(Material for this exercise)

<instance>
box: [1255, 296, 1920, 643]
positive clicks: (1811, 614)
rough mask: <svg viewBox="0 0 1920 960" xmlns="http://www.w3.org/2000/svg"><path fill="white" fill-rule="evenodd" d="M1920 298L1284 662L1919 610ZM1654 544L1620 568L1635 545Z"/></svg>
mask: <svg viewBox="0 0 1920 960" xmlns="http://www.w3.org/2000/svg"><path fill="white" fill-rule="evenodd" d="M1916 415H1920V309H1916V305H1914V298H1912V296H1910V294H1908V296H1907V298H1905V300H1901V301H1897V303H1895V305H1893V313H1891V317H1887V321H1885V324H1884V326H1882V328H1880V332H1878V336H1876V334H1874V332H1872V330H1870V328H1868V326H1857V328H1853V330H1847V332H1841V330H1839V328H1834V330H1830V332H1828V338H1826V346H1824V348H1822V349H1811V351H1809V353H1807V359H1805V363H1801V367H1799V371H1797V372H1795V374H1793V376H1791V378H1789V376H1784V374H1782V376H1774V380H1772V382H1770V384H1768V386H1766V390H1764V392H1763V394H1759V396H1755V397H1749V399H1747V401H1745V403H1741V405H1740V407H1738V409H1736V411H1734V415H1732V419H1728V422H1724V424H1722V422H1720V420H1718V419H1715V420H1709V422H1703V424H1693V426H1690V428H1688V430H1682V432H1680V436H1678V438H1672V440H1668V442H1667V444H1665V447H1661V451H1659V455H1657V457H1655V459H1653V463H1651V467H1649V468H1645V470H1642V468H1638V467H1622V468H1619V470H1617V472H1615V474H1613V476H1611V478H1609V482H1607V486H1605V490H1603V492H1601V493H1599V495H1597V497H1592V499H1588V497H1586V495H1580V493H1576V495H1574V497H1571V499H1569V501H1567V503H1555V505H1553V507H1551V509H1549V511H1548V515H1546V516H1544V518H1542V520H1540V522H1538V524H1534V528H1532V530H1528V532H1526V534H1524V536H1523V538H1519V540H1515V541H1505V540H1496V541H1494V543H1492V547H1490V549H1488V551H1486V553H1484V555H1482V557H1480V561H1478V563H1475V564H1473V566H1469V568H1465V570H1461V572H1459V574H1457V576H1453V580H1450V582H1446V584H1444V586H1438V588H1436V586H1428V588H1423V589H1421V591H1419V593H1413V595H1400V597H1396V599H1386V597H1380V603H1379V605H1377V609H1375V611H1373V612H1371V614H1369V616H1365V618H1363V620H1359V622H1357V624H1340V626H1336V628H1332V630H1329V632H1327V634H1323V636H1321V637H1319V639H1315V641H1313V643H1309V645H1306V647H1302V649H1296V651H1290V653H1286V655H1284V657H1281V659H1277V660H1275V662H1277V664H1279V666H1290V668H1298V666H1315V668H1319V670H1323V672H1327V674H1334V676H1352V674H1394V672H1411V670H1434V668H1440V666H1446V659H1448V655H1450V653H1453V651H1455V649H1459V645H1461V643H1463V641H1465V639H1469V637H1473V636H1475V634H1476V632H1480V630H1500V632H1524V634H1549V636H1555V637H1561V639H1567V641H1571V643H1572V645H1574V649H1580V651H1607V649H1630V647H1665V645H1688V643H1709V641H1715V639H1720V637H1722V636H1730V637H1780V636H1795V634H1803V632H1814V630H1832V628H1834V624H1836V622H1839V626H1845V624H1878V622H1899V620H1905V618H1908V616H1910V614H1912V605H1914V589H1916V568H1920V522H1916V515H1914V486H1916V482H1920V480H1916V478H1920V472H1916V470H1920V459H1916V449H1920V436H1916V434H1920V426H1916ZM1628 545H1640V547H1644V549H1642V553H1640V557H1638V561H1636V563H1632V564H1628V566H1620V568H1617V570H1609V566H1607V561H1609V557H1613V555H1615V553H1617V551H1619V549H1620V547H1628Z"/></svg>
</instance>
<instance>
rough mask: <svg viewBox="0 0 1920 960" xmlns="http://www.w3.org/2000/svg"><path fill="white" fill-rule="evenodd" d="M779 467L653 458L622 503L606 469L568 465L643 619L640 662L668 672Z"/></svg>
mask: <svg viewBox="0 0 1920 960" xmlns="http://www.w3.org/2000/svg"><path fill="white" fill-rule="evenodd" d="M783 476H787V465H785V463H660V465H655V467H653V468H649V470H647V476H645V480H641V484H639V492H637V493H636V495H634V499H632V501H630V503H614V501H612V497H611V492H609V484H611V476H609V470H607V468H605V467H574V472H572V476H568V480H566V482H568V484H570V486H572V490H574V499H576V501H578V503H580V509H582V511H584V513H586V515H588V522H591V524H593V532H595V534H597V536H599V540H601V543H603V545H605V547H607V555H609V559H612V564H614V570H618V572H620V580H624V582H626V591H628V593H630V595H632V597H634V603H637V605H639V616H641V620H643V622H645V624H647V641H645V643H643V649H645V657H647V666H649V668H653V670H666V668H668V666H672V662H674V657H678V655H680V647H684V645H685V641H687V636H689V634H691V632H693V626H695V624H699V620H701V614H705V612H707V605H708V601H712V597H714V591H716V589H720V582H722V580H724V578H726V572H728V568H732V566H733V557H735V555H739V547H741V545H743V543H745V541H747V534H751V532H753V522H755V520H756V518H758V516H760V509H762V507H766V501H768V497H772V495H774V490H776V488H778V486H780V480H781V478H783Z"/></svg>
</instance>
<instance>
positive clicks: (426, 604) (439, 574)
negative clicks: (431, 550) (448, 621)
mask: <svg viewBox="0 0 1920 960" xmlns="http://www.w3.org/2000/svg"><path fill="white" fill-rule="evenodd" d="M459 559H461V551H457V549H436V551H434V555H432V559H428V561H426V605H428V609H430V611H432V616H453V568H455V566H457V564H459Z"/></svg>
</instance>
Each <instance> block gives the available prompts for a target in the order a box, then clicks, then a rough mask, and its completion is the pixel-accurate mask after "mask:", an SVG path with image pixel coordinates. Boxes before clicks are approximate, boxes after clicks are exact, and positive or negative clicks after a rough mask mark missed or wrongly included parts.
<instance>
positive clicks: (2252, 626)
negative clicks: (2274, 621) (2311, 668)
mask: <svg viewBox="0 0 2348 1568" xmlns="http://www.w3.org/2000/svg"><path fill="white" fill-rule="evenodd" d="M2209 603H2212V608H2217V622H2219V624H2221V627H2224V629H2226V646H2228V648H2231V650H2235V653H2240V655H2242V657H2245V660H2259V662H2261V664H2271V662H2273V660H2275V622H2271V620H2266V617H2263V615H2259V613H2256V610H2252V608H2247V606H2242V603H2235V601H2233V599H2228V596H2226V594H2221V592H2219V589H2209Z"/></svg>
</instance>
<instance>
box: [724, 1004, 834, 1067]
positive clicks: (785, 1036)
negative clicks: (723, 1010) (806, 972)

(End Material for this exercise)

Task details:
An exact copy of all the records is the only acceptable answer.

Response to the exercise:
<instance>
box: [1255, 296, 1920, 643]
positive clicks: (1811, 614)
rough mask: <svg viewBox="0 0 1920 960" xmlns="http://www.w3.org/2000/svg"><path fill="white" fill-rule="evenodd" d="M1920 298L1284 662L1919 610ZM1654 544L1620 568L1635 545Z"/></svg>
mask: <svg viewBox="0 0 1920 960" xmlns="http://www.w3.org/2000/svg"><path fill="white" fill-rule="evenodd" d="M1916 415H1920V309H1916V305H1914V298H1912V296H1910V294H1908V296H1907V298H1905V300H1901V301H1897V303H1895V305H1893V313H1891V317H1887V321H1885V324H1884V326H1882V328H1880V332H1878V336H1876V334H1874V332H1872V330H1870V328H1868V326H1857V328H1853V330H1847V332H1841V330H1839V328H1834V330H1830V332H1828V338H1826V346H1824V348H1822V349H1811V351H1809V353H1807V359H1805V363H1801V367H1799V371H1797V372H1795V374H1793V376H1791V378H1789V376H1784V374H1782V376H1774V380H1772V382H1770V384H1768V386H1766V390H1764V392H1763V394H1759V396H1755V397H1749V399H1747V401H1745V403H1741V405H1740V407H1738V409H1736V411H1734V415H1732V419H1728V422H1724V424H1722V422H1720V420H1718V419H1715V420H1709V422H1703V424H1693V426H1690V428H1688V430H1682V432H1680V436H1678V438H1672V440H1668V442H1667V444H1665V447H1661V451H1659V455H1657V457H1655V459H1653V463H1651V467H1649V468H1645V470H1642V468H1638V467H1622V468H1619V470H1617V472H1615V474H1613V476H1611V478H1609V482H1607V486H1605V490H1603V492H1601V493H1599V495H1597V497H1592V499H1588V497H1586V495H1580V493H1576V495H1574V497H1571V499H1569V501H1567V503H1555V505H1553V507H1551V509H1549V511H1548V515H1546V516H1544V518H1542V520H1540V522H1538V524H1534V528H1532V530H1528V532H1526V534H1524V536H1523V538H1519V540H1515V541H1505V540H1496V541H1494V543H1492V547H1490V549H1488V551H1486V553H1484V555H1482V557H1480V561H1478V563H1475V564H1473V566H1469V568H1465V570H1461V572H1459V574H1457V576H1453V580H1450V582H1446V584H1444V586H1438V588H1436V586H1428V588H1423V589H1421V591H1419V593H1413V595H1400V597H1396V599H1386V597H1380V603H1379V605H1377V609H1375V611H1373V612H1371V614H1369V616H1365V618H1363V620H1359V622H1357V624H1340V626H1336V628H1332V630H1329V632H1327V634H1323V636H1321V637H1319V639H1315V641H1313V643H1309V645H1306V647H1302V649H1296V651H1290V653H1286V655H1284V657H1281V659H1277V660H1275V662H1277V664H1279V666H1290V668H1298V666H1315V668H1319V670H1323V672H1327V674H1334V676H1352V674H1394V672H1411V670H1434V668H1440V666H1446V659H1448V655H1450V653H1453V651H1455V649H1459V645H1461V643H1463V641H1465V639H1469V637H1473V636H1475V634H1476V632H1480V630H1500V632H1524V634H1549V636H1555V637H1561V639H1567V641H1571V643H1572V645H1574V649H1580V651H1607V649H1630V647H1665V645H1688V643H1709V641H1715V639H1720V637H1722V636H1730V637H1780V636H1795V634H1803V632H1814V630H1832V628H1834V624H1836V622H1839V626H1845V624H1878V622H1899V620H1905V618H1908V616H1910V614H1912V605H1914V589H1916V568H1920V522H1916V515H1914V486H1916V482H1920V480H1916V478H1920V472H1916V470H1920V459H1916V449H1920V436H1916V434H1920V426H1916ZM1628 545H1640V547H1644V549H1642V553H1640V557H1638V561H1636V563H1632V564H1628V566H1620V568H1617V570H1609V566H1607V561H1609V557H1613V555H1615V553H1617V551H1619V549H1620V547H1628Z"/></svg>
</instance>
<instance>
rough mask: <svg viewBox="0 0 1920 960" xmlns="http://www.w3.org/2000/svg"><path fill="white" fill-rule="evenodd" d="M779 467L653 458L622 503L606 469L568 465L643 619L640 662L668 672Z"/></svg>
mask: <svg viewBox="0 0 1920 960" xmlns="http://www.w3.org/2000/svg"><path fill="white" fill-rule="evenodd" d="M783 476H787V465H785V463H660V465H655V467H653V468H649V470H647V476H645V480H641V484H639V492H637V493H636V495H634V499H632V501H630V503H614V501H612V497H611V492H609V484H611V476H609V470H607V468H605V467H574V472H572V476H568V480H566V482H568V484H570V486H572V490H574V499H576V501H578V503H580V509H582V511H584V513H586V515H588V522H591V524H593V532H595V534H597V536H599V540H601V543H603V545H605V547H607V555H609V559H612V564H614V570H618V572H620V580H624V582H626V591H628V593H630V595H632V597H634V603H637V605H639V616H641V620H643V622H645V624H647V641H645V643H643V649H645V657H647V666H649V668H653V670H666V668H668V666H672V662H674V657H678V655H680V647H684V645H685V641H687V636H689V634H691V632H693V626H695V624H699V620H701V614H705V612H707V605H708V601H712V597H714V591H716V589H720V582H722V580H724V578H726V572H728V568H732V566H733V557H735V555H739V547H741V545H743V543H745V541H747V534H751V532H753V522H755V520H756V518H758V516H760V509H762V507H766V501H768V497H772V495H774V490H776V488H778V486H780V480H781V478H783Z"/></svg>
</instance>
<instance>
positive clicks: (426, 604) (439, 574)
negative clicks: (431, 550) (448, 621)
mask: <svg viewBox="0 0 1920 960" xmlns="http://www.w3.org/2000/svg"><path fill="white" fill-rule="evenodd" d="M459 559H461V551H457V549H436V551H434V555H432V559H428V561H426V605H428V609H430V611H432V616H453V568H455V566H457V564H459Z"/></svg>
</instance>
Each <instance> block gives the available prompts for a target in the order a box, then clicks, then a rough mask, and its completion is the pixel-accurate mask after "mask:", an SVG path with image pixel coordinates. Boxes before clicks are approximate, boxes after clicks are exact, and positive or negative clicks after a rough mask mark missed or wrongly included parts.
<instance>
positive clicks: (2252, 626)
negative clicks: (2274, 621) (2311, 668)
mask: <svg viewBox="0 0 2348 1568" xmlns="http://www.w3.org/2000/svg"><path fill="white" fill-rule="evenodd" d="M2209 603H2212V608H2217V622H2219V624H2221V627H2224V629H2226V646H2228V648H2231V650H2235V653H2240V655H2242V657H2245V660H2259V662H2261V664H2271V662H2273V660H2275V622H2271V620H2266V617H2263V615H2259V613H2256V610H2252V608H2247V606H2242V603H2235V601H2233V599H2228V596H2226V594H2221V592H2219V589H2209Z"/></svg>
</instance>
<instance>
box: [724, 1004, 834, 1067]
positive clicks: (785, 1036)
negative clicks: (723, 1010) (806, 972)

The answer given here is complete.